Actually, this is why people don't believe the media. Emmer did not say what the lead claims he said. And it does not logically follow from what he did say, as is evident from his current position that he wouldn't reduce their current wages.

Should anyone believe Emmer? No. The guy is obviously plays fast and loose with the truth. But they shouldn't believe the media either, because a clear, simple conclusion always makes a better story than an ambiguous or nuanced one.

That Emmer wants to cut servers wages is certainly a better story than a discussion of the nuances of the tip credit.

Of course, now Emmer is trying to figure out how to get money for his cronies in the restaurant business without taking it from servers. His solution? Let those $100,000 per year servers pay the same taxes as someone earning minimum wage. Now there is a win-win except for the rest of us who have to make up the revenue with higher taxes, or the kids whose education gets cut to make up the difference.

We have come to expect politicians to occasionally be dishonest. But Emmer is not only dishonest, but apparently not very bright.

“I never give them hell. I just tell the truth and they think it's hell.” Harry S Truman

Seems to be Emmer's problem.

Interesting post.

Aside from the minimum wage issue, and just to revisit the initial guts of the Emmers flap: it struck me at the time that his passing on the anecdote (which process got left out of much of the later coverage) of "three waiters who make $100,000 a year in tips," that such stuff actually was plausible, as eyebrow-raising as they numbers are.
So I finally did some math.
If a waiter at one of the nicer St. Paul establishments had, say, 35 customers each eight-hour shift, each spending $60, tipping 20 percent, or $12, that adds up to $420 per day in tips, times 250 days equals $105,000;
or , say, 35 customers per shift, each spending $50, tipping 25 percent, adds up to $437.50 in tips per shift; or $2,187.50 in tips per five-day week; or $109,375 per year (50 weeks of such five-day shifts and tip averages.).
That would be 4.35 customers per hour, each shift.
Or 24 customers per shift, each spending $75, tipping 25 percent, adds up to $450 in tips per shift; and $112,500 per year of 50 five-day weeks of such shifts.
I'm not expert in the field; are these figures far off the reality of such restaurants?
On top of this, the 40 hours per week at $5.25 an hour would gross $210 per week, or just over $10,000 a year.

These numbers make it seem plausible to me that a waiter at a top end establishment in St. Paul could do this.
I'm guessing that many who make that much per shift probably work three or four nights a week, rather than five, just because it's hard work and they can make a good living on three or four nights a week.
I've talked to bartenders who work in nicer establishments and they have told me they work three nights a week and make "a good living,";; I don't know what they mean exactly, but I'm thinking it's got to be north of $40,000 or they would work more.
It seems to me that much of the kerfuffle since the first Emmer/waiter story has been more spin than not....

DATASET ROWS:
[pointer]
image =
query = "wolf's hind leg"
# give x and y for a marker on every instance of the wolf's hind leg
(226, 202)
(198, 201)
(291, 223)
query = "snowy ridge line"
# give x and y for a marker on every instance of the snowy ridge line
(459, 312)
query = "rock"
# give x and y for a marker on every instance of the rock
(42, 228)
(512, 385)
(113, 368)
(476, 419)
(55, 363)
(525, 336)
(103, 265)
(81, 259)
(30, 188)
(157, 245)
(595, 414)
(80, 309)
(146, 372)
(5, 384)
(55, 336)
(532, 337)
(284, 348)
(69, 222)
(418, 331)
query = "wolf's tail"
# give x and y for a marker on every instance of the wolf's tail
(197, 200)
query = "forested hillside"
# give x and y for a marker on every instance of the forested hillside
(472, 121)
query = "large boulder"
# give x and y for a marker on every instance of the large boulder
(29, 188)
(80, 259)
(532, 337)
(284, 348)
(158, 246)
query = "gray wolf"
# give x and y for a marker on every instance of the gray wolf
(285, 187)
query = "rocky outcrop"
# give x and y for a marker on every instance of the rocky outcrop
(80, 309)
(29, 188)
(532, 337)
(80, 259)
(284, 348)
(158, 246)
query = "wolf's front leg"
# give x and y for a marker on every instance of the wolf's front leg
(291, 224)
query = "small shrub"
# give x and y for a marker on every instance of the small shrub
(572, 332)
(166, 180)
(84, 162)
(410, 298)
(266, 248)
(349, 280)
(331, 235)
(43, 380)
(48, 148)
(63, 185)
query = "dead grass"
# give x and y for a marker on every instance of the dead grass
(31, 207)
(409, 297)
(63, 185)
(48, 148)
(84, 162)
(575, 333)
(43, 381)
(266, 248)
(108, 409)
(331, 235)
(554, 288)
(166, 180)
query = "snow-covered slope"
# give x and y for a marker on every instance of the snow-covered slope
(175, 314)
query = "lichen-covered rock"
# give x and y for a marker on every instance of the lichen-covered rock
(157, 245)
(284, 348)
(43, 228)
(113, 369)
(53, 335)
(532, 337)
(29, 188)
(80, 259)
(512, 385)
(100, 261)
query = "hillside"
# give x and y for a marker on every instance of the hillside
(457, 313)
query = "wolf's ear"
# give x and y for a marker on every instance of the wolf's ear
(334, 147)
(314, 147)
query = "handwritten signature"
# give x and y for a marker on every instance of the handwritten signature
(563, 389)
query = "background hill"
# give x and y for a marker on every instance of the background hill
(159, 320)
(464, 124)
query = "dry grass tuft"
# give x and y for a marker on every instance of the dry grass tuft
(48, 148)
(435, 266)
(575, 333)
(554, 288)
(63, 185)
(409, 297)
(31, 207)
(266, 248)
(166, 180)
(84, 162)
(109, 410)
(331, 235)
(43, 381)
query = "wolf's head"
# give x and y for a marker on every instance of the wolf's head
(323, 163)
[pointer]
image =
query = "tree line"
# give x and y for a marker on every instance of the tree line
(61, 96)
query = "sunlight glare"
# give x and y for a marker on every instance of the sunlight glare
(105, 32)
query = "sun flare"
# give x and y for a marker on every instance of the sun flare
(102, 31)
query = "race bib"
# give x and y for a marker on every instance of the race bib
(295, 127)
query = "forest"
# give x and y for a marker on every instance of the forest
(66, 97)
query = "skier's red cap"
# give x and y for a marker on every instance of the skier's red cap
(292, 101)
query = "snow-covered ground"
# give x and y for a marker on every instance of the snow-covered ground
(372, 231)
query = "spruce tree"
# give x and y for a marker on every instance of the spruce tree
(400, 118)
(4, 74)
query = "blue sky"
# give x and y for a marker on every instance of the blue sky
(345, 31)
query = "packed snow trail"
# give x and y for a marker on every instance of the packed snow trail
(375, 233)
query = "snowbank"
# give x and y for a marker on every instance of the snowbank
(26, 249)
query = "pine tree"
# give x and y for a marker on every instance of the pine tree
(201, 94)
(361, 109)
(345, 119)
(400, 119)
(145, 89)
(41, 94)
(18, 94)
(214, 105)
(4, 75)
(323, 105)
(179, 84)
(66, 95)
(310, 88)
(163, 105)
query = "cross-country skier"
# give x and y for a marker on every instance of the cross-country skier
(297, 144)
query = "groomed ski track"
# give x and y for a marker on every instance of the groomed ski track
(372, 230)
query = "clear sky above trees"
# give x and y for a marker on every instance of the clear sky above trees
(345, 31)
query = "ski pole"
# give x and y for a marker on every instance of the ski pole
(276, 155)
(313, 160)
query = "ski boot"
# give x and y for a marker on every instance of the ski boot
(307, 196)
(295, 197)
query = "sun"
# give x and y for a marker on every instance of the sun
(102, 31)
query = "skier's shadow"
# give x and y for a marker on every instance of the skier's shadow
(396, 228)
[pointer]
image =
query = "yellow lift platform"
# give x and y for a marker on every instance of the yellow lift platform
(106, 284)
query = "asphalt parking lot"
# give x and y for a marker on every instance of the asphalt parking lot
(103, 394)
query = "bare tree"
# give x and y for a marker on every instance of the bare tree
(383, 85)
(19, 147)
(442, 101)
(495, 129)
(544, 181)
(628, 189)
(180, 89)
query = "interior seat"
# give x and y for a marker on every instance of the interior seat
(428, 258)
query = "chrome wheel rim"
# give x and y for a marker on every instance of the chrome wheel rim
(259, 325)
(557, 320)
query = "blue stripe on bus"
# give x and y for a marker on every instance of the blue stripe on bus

TASKS:
**1)** In the comments on Emmer and server tips, revise the part starting with "Aside from the" and going on through "they numbers are.", replacing "anecdote" with "story".
**2)** Carry on with the comments about Emmer and waiters' tips past their last sentence.
The records come from a different source.

RESPONSES:
**1)**
Aside from the minimum wage issue, and just to revisit the initial guts of the Emmers flap: it struck me at the time that his passing on the story (which process got left out of much of the later coverage) of "three waiters who make $100,000 a year in tips," that such stuff actually was plausible, as eyebrow-raising as they numbers are.

**2)**
I think one explanation for some of the reaction to Emmer's initial story was that no restaurant/bar owner wants to go public, telling how much his wait staff makes in tips, because I think it's a well-known secret that it's easy to shield much tip income from income taxes by under-reporting; unless income tax collectors have good reason to think that there is big underreporting going on in any certain establishment. Ergo, once Emmer went public with the anecdote (he named the restaurant, right?) the restaurant owner backed off, not wanting to make trouble for himself or his staff, over the $100,000 stuff.
And waiters themselves probably don't want it bandied about that they are making that much in tips.
Let's remember Emmer said the owner said that those numbers only applied to three of his employees; I'm sure in any such place there are primo employees who get primo shifts.
And of course, one possible fault in Emmer's initial point was applying the numbers of the few and elite waiters making the most, to any policy covering all waiters.
But, aside from all the confusing and weasely stuff Emmer may have done since, it seems to me the initial story was plausible.

Or is my math and/or figgerin' wrong?

I was pleasantly surprised to see the media draw a valid conclusion for change rather than parse words as stenographers. The fact is Emmer would try to cut or eliminate minimum wage if her could, and he clearly indicated that at the press conference even if he didn't say it at the time. After all, when he says he want's to do something to help business owners, beside lowering their wage obligations what else would he do?

It's also interesting that Mr. small government is suddenly looking for some kind of government solutions to small business problems while denouncing any government assistance for ordinary people as big government encroachments on our freedoms.

I have a much simpler rule of thumb:

If you're a small biz owner, you don't provide your employess with any benefits and you can't afford to pay them minimum wage? Then go out of business. You really don't contribute anything meaningful to the economy or the job market.

I'm sure there are others out there that run run a similar business that CAN pay minimum wage. They deserve to stay in business while you become roadkill. It's called survival of the fittest. Those who can't run a small biz get crushed in the "free market".

I find it incredible that an issue that was on nobody's table has become a major controversy.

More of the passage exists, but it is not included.